BRIEF: Could you rewrite only the material between the lines holding "the white stripe" and "x=63, y=132", inclusive, keeping each request unchanged but shifting every coordinate in the answers by -109?

ENTRIES PROVIDED:

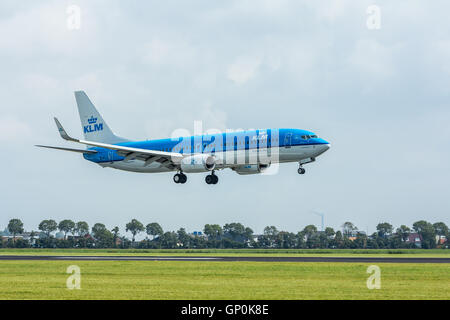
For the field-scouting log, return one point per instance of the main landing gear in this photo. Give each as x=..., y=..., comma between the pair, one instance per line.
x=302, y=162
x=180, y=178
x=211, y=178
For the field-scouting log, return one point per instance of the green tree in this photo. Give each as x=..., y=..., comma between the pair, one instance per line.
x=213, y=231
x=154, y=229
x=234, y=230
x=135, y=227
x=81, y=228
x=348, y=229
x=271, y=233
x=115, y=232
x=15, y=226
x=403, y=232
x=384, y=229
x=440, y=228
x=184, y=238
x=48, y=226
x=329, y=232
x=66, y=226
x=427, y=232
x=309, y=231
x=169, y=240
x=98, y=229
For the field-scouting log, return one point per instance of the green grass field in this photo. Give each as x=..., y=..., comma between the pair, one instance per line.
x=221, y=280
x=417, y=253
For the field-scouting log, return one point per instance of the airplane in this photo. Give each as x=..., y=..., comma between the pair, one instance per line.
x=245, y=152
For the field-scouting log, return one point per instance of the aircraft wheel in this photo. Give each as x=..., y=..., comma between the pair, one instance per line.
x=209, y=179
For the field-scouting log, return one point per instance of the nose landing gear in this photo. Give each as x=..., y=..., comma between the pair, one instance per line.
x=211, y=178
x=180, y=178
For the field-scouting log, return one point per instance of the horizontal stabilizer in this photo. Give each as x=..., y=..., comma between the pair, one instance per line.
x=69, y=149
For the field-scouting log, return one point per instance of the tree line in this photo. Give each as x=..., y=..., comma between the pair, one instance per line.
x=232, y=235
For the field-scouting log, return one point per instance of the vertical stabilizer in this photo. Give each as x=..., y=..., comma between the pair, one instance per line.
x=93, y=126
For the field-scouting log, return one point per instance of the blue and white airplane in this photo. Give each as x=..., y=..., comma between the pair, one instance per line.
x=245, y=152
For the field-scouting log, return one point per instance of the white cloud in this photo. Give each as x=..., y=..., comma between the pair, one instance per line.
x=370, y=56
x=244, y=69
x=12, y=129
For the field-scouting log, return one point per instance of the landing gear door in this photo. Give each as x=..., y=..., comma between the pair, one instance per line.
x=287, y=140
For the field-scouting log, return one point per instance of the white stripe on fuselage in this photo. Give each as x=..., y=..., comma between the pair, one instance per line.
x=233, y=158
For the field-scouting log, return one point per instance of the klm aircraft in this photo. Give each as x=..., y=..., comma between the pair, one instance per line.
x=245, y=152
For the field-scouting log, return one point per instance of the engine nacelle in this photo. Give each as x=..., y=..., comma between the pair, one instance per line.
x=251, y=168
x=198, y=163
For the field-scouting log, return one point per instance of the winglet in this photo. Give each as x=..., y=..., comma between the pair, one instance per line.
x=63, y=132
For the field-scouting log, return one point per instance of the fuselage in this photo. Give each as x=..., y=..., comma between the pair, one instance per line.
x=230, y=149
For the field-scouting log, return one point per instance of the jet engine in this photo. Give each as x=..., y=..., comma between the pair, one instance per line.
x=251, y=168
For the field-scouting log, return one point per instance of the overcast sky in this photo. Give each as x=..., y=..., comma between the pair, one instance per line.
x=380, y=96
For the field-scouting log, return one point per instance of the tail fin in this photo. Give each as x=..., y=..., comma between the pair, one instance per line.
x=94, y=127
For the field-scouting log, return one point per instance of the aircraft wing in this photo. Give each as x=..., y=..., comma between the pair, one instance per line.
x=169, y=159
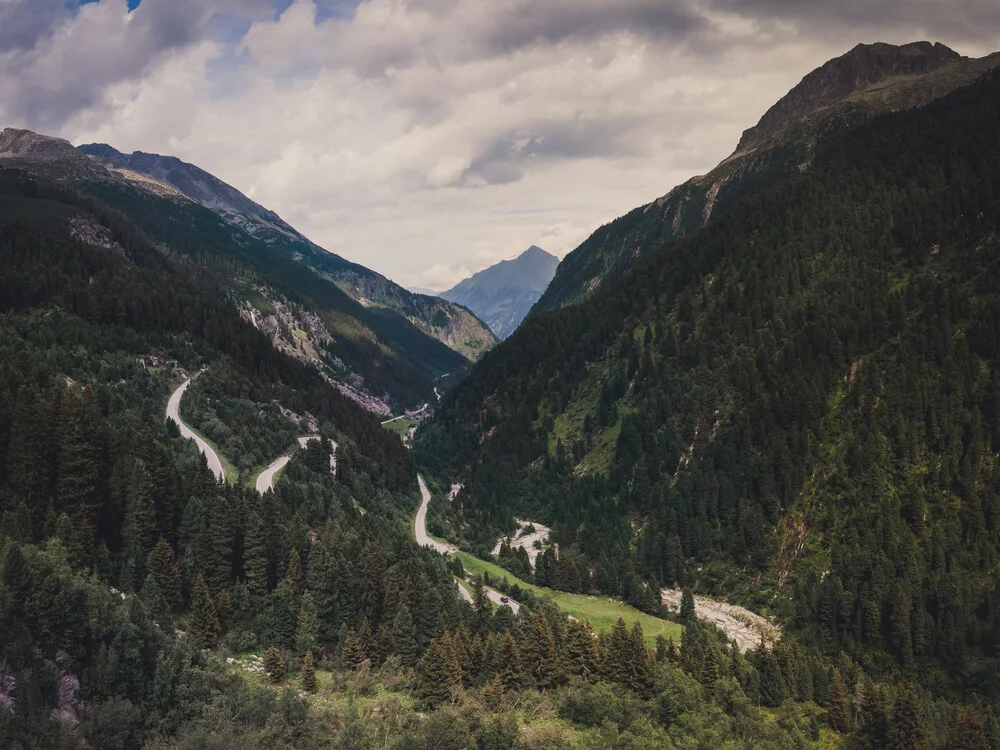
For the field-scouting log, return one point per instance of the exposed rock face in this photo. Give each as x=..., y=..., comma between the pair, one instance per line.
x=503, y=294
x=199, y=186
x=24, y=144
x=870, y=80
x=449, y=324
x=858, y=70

RESPONSE:
For the field-scouting log, return one point per instance of the white stripe on fuselage in this photo. Give each as x=..., y=..., comma between the pair, one instance per line.
x=124, y=49
For the field-scouting log, return one point per instance of the klm aircraft in this photo. Give each as x=..., y=..., comma between the pair, one instance per line.
x=136, y=43
For the field-scouting log, return one point per instance of the engine nacelle in this photo. Give each as x=..., y=..., comma between the pair, one instance per line.
x=142, y=59
x=89, y=54
For the field-scouting log, return one point per instance of the winglet in this photo. Give each as x=..., y=..., comma between the pair, one instance per line.
x=-46, y=23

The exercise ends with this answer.